# [Given text]
I'm trying hard not to let it do that, but damn if my doubts aren't world-class salesmen, they could get me to buy ketchup popsicles while wearing white gloves. On good days, these ideas are just whispers in the back of my head. On other days, they find a bullhorn and give it hell.
I know I shouldn't listen to them, it's a trap to lure me into a state of limbo where doing nothing and not being disappointed by my failure is weighted almost equally with pushing myself to finish and having it turn out a disaster. Some people have sleep paralysis demons that keep them up at night. My paralysis demons are caffeinated monkeys that run circles around me and stop me from doing the things that I want to do.
This is a common issue, though, nothing new. Thousands of people suffer from the same issue, and many more at a much higher intensity than I do.
But that line of thinking is another trap. I know, academically, that comparison is the worst way out of a slump of anxiety, but that doesn't mean that my lizard brain isn't going to want to chomp on that shiny bait and let my doubts reel me in even further.
Sometimes, my common sense wins out; sometimes, my lizard overlord demands tribute. Today, things are pretty quiet. Tomorrow looks good. We'll see what next week brings. When the wind shifts and I head in a new direction, I'll deal with that then.
That's how I've learned to deal with it. I'm not sure if it's the smartest or best way. But even when my doubts are beating me over the head with a bat, I know that it's not permanent. Even if it feels like it's never going to stop. I know that things will swing back around eventually and I'll get to be the one on top for a little bit.
So whenever the bad days come around, essentially, I have the memory of the good days, like when I first read that review, to remind me that it isn't always like this.
There's always one more good day to be had. No matter how many I've had, there's always at least one more, and that makes the bad days easier to deal with. I know it sounds trite, or cliche, but sometimes we need the tropes to save us, and maybe that's the reason for their existence.

# [Available data]
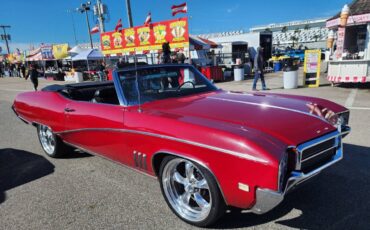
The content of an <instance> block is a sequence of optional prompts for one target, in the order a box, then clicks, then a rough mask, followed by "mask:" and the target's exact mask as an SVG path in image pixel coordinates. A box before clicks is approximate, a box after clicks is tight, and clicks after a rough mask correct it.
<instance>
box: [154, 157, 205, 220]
mask: <svg viewBox="0 0 370 230" xmlns="http://www.w3.org/2000/svg"><path fill="white" fill-rule="evenodd" d="M161 180H162V186H163V191H164V193H165V195H166V198H167V200H168V202H169V204H170V205H171V206H172V208H173V209H174V210H175V211H176V213H177V214H178V215H180V216H181V217H182V218H184V219H186V220H188V221H191V222H201V221H203V220H205V219H206V218H207V217H208V216H209V214H210V211H211V207H212V197H211V190H210V187H209V185H208V182H207V180H206V178H205V177H204V175H203V173H202V172H201V170H200V169H199V168H198V167H197V166H196V165H195V164H194V163H192V162H191V161H188V160H185V159H181V158H174V159H172V160H171V161H169V162H168V163H167V164H166V165H165V167H164V169H163V172H162V178H161Z"/></svg>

# [Problem requirements]
Can you transcribe the essay on self-doubt, word for word, starting with "That's how I've" and going on through "always like this."?

# [Output for this exercise]
That's how I've learned to deal with it. I'm not sure if it's the smartest or best way. But even when my doubts are beating me over the head with a bat, I know that it's not permanent. Even if it feels like it's never going to stop. I know that things will swing back around eventually and I'll get to be the one on top for a little bit.
So whenever the bad days come around, essentially, I have the memory of the good days, like when I first read that review, to remind me that it isn't always like this.